SOURCE DOCUMENT:
━━━━━━━━━━━━━━━━

According to a Feb. 2023 Zippia report, 4.7 million nurses are expected to retire within the U.S. by 2030. Over the next 10 years, 13 million nurses will be needed worldwide to slow the staffing shortage faced by the industry. In the U.S. alone, 1.2 million new nurses will be needed by 2030. Health care facilities and lawmakers alike are looking for new ways to improve.

Mississippi Governor Tate Reeves signed a bill on March 8, 2023 to kick off the state’s “Skilled Nursing Home and Hospital Nurses Retention Loan Repayment Program,” an incentive for local nurses to help bolster retention efforts. The program will be funded with money from the 2021 American Rescue Plan Act.

“This legislation will strengthen the pipeline of medical professionals and improve the quality of care for all Mississippians,” Governor Reeves said, according to Nurse.org. “Innovation is the solution to our healthcare challenges and it is the solution to keeping talented Mississippians here.”

Senate Bill 2373 incentivizes nurses to work in Mississippi after graduating from nursing school by allowing nurses that received an education within the state to earn up to $6,000 per year for up to three years.

“Because the program was funded through the federal ARPA funds, there was not enough time for students to complete that full five-plus year process before the federal close-out year of 2026,” Jennifer Rogers, Director of the Mississippi Office of Student Financial Aid, said. “So it really just became a timing issue, that we could not administer the program as it was set up using federal funds.”

Not all are impressed by the legislation, however.

━━━━━━━━━━━━━━━━

DATA SECTION:
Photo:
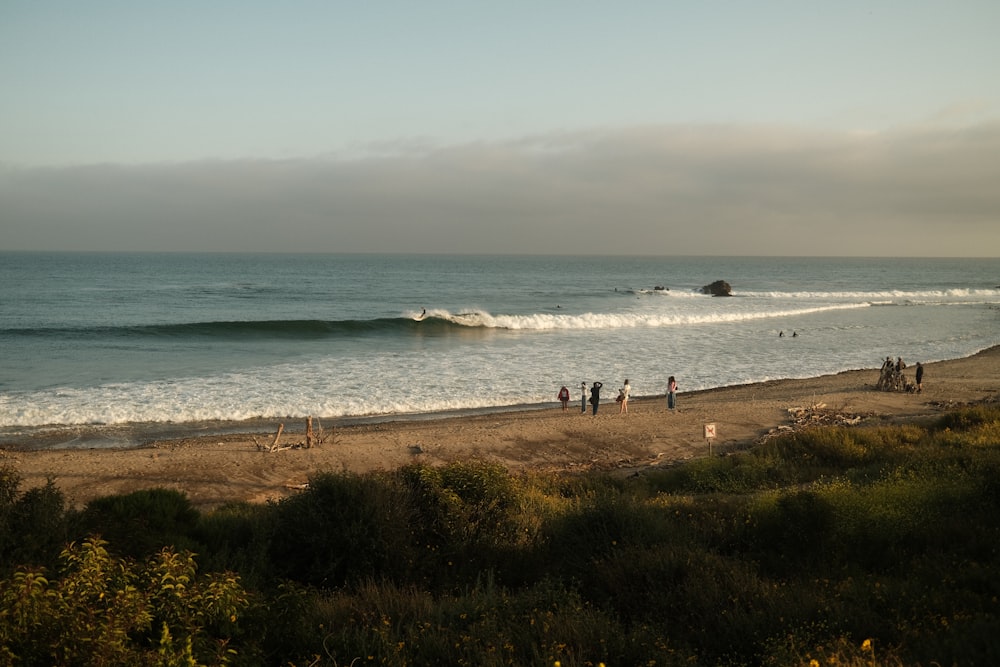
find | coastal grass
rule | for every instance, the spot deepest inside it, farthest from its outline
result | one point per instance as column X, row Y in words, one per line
column 862, row 545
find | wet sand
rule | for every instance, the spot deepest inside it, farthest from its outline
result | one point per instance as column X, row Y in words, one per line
column 214, row 470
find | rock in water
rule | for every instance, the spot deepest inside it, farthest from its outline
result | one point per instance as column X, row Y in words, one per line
column 718, row 288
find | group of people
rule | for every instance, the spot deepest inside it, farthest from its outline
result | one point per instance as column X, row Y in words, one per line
column 622, row 398
column 891, row 377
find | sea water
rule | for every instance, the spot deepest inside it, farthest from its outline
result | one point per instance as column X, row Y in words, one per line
column 118, row 348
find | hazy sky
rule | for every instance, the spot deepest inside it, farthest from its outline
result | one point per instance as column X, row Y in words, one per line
column 762, row 128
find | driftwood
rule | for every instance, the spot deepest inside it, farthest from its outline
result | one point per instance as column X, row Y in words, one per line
column 314, row 437
column 812, row 416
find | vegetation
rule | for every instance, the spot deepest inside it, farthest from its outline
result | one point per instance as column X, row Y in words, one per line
column 832, row 546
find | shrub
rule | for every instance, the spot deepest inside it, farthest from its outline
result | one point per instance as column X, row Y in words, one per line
column 141, row 523
column 101, row 611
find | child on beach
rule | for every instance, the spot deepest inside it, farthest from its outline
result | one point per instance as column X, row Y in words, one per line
column 623, row 397
column 564, row 398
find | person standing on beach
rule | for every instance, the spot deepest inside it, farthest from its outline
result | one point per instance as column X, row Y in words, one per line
column 625, row 391
column 595, row 396
column 564, row 397
column 671, row 393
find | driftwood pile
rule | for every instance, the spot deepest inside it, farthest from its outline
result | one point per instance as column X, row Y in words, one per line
column 313, row 438
column 811, row 417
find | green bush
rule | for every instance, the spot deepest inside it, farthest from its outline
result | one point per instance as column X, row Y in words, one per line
column 851, row 546
column 101, row 611
column 33, row 524
column 141, row 523
column 343, row 528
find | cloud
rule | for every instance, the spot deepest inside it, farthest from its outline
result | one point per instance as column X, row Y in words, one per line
column 649, row 190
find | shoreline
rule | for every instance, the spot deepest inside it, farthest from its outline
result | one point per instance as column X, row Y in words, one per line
column 138, row 435
column 213, row 469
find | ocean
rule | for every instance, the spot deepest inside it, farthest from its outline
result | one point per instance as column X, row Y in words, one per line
column 118, row 349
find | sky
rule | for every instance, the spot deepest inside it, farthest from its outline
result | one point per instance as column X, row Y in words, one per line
column 789, row 128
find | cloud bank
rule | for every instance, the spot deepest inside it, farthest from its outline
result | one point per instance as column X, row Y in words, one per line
column 677, row 190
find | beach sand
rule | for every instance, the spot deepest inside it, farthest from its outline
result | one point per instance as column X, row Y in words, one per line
column 214, row 470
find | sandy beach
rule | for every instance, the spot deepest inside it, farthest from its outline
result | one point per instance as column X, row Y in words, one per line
column 214, row 470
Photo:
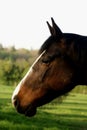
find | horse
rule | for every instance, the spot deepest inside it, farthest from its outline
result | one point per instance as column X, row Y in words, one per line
column 60, row 66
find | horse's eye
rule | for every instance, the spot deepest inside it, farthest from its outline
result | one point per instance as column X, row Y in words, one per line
column 48, row 59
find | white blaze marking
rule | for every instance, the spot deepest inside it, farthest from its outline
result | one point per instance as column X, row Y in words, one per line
column 16, row 91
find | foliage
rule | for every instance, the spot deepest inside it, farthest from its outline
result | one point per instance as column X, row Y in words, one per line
column 71, row 114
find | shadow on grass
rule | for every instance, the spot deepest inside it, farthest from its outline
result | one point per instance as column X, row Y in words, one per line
column 42, row 121
column 11, row 120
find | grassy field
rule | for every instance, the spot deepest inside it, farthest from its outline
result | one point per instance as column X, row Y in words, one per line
column 71, row 114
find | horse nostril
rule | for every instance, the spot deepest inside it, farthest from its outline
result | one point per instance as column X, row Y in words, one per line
column 15, row 101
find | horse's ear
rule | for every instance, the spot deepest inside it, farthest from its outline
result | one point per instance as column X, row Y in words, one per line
column 54, row 29
column 57, row 30
column 50, row 28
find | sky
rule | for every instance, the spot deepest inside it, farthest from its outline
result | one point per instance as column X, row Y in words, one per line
column 23, row 22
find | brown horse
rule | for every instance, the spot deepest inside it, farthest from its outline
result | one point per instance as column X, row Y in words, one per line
column 60, row 66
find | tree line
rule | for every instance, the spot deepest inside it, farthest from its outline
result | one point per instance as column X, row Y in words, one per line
column 14, row 63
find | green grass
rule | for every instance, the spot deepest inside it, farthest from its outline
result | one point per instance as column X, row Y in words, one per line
column 71, row 114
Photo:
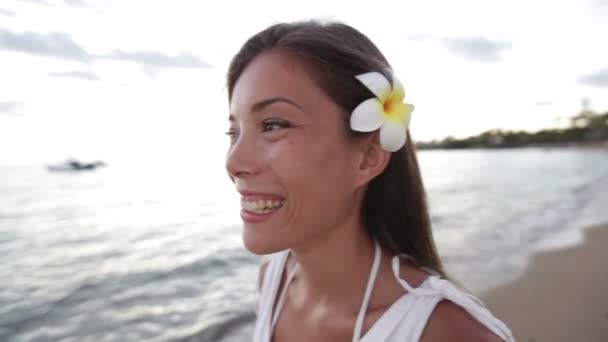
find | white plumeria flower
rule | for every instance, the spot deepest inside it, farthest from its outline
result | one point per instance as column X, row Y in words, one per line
column 386, row 111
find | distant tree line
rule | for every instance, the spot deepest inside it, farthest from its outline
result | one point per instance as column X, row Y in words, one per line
column 585, row 127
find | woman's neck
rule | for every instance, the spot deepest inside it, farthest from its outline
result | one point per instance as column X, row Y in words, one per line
column 334, row 268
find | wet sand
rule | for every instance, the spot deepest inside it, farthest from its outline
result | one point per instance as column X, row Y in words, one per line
column 562, row 296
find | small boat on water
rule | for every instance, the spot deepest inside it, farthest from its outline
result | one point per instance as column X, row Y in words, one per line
column 75, row 165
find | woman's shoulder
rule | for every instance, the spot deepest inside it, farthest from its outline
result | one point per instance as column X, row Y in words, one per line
column 451, row 322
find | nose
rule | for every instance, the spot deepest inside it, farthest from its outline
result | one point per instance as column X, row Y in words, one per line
column 241, row 158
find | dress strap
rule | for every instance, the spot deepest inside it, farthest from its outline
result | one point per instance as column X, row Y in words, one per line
column 368, row 292
column 444, row 289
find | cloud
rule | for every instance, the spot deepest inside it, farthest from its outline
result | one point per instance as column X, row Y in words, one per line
column 597, row 79
column 89, row 76
column 476, row 48
column 157, row 59
column 72, row 3
column 61, row 45
column 38, row 2
column 7, row 13
column 8, row 107
column 54, row 44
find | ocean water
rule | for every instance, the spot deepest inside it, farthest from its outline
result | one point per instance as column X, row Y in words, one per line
column 154, row 253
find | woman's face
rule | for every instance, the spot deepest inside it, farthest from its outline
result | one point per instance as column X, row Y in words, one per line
column 290, row 157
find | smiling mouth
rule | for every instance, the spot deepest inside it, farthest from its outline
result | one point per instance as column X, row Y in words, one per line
column 262, row 206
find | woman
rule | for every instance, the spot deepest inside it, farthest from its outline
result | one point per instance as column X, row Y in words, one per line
column 331, row 187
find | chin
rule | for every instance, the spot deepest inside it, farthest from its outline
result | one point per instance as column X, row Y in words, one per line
column 259, row 243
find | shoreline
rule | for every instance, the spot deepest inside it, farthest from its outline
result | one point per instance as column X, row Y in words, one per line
column 561, row 296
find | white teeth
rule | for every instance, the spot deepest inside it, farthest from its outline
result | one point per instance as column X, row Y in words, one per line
column 262, row 206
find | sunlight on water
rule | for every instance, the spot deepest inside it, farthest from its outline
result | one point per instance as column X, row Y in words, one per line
column 153, row 252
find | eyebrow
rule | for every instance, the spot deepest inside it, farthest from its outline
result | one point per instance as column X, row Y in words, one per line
column 258, row 106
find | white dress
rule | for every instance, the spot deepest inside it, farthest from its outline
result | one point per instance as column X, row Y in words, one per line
column 404, row 320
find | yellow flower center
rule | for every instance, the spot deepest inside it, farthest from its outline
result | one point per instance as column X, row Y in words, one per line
column 388, row 106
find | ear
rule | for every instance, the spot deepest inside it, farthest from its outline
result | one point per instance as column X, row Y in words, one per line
column 374, row 160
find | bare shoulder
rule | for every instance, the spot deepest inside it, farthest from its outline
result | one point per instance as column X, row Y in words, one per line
column 261, row 273
column 450, row 322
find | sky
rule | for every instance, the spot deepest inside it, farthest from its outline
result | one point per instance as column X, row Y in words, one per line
column 125, row 80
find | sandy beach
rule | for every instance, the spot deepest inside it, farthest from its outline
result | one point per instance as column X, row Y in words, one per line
column 562, row 296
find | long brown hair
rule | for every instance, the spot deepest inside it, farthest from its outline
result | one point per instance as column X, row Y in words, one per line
column 394, row 207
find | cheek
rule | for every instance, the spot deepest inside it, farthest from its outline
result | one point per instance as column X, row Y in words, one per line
column 318, row 179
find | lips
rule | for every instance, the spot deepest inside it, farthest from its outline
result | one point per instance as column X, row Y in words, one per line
column 257, row 207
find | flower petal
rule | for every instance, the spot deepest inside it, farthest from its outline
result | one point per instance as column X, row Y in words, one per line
column 392, row 136
column 367, row 116
column 377, row 84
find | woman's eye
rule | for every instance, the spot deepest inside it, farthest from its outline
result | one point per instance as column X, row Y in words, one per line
column 232, row 134
column 274, row 124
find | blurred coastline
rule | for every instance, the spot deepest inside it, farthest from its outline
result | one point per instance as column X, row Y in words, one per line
column 562, row 295
column 131, row 253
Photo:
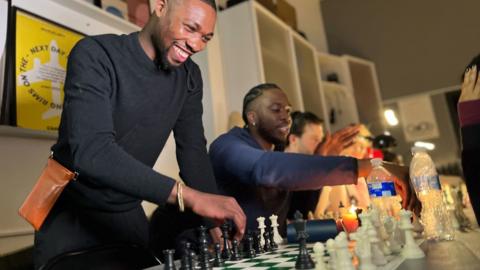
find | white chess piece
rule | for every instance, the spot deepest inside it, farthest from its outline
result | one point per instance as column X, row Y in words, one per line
column 411, row 250
column 318, row 255
column 378, row 257
column 390, row 228
column 381, row 233
column 261, row 227
column 363, row 249
column 332, row 262
column 343, row 256
column 276, row 236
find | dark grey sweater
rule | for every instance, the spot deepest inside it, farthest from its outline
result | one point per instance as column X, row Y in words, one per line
column 118, row 112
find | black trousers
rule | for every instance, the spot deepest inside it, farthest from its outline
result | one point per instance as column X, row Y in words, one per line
column 70, row 228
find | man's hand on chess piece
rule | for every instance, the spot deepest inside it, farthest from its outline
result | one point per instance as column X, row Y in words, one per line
column 216, row 207
column 334, row 144
column 470, row 85
column 401, row 178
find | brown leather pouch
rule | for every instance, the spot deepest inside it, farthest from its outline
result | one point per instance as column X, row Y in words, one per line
column 45, row 193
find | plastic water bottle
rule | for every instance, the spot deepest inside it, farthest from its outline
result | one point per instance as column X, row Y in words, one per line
column 381, row 189
column 434, row 216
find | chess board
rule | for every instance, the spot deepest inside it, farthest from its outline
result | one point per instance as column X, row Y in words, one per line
column 285, row 257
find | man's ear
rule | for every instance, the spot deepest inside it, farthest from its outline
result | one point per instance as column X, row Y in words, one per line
column 292, row 139
column 160, row 7
column 252, row 118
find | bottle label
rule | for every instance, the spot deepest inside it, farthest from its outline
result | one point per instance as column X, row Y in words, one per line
column 381, row 189
column 423, row 183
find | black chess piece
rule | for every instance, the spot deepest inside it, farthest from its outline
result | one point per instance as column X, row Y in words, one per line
column 226, row 252
column 236, row 256
column 169, row 263
column 304, row 261
column 266, row 239
column 273, row 245
column 186, row 260
column 218, row 262
column 257, row 242
column 249, row 246
column 203, row 249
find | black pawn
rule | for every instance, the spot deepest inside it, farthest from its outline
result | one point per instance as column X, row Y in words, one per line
column 273, row 245
column 226, row 252
column 257, row 242
column 186, row 260
column 250, row 250
column 266, row 238
column 236, row 256
column 218, row 262
column 169, row 263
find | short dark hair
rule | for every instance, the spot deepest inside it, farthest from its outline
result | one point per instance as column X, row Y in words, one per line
column 300, row 120
column 474, row 62
column 211, row 3
column 253, row 94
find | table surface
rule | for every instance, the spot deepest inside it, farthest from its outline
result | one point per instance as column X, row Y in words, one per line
column 463, row 253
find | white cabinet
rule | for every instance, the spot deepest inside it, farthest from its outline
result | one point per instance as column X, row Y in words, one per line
column 256, row 48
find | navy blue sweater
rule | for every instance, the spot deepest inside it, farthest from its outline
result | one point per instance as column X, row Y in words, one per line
column 119, row 110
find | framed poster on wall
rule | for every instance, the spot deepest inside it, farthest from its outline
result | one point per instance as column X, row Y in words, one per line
column 40, row 50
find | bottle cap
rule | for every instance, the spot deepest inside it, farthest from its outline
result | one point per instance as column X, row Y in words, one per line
column 418, row 149
column 376, row 162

━━━━━━━━━━━━━━━━

TASKS TO COMPLETE:
- A) Answer these questions using the article on nurse staffing:
(i) How many nurses are expected to retire within the U.S. by 2030?
(ii) On what date did Governor Tate Reeves sign the bill?
(iii) How much can an eligible nurse earn per year under Senate Bill 2373, and for how many years?
- B) Rewrite as a list the paragraph in the article on nurse staffing that begins "According to a Feb. 2023 Zippia report," keeping its main facts.
The data above comes from a source separate from the article on nurse staffing.

TASK SOLUTIONS:
- A)
(i) 4.7 million nurses.
(ii) March 8, 2023.
(iii) Up to $6,000 per year, for up to three years.

- B)
- A Feb. 2023 Zippia report expects 4.7 million U.S. nurses to retire by 2030.
- 13 million nurses will be needed worldwide over the next 10 years to slow the staffing shortage.
- The U.S. alone will need 1.2 million new nurses by 2030.
- Health care facilities and lawmakers are looking for new ways to improve.